Rewrite the material below, swapping "tree canopy" for "leafy treetops" and keeping everything else the same.

-- start DATASET EXTRACT --

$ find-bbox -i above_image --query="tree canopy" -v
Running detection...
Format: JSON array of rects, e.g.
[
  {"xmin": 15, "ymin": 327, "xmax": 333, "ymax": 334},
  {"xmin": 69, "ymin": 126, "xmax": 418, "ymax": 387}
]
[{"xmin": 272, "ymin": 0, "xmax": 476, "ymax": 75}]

-- end DATASET EXTRACT --

# RESULT FOR THIS EXERCISE:
$ find-bbox -i above_image --query="leafy treetops" -v
Running detection...
Format: JSON array of rects, e.g.
[
  {"xmin": 15, "ymin": 327, "xmax": 333, "ymax": 334},
  {"xmin": 69, "ymin": 126, "xmax": 418, "ymax": 387}
]
[{"xmin": 272, "ymin": 0, "xmax": 476, "ymax": 75}]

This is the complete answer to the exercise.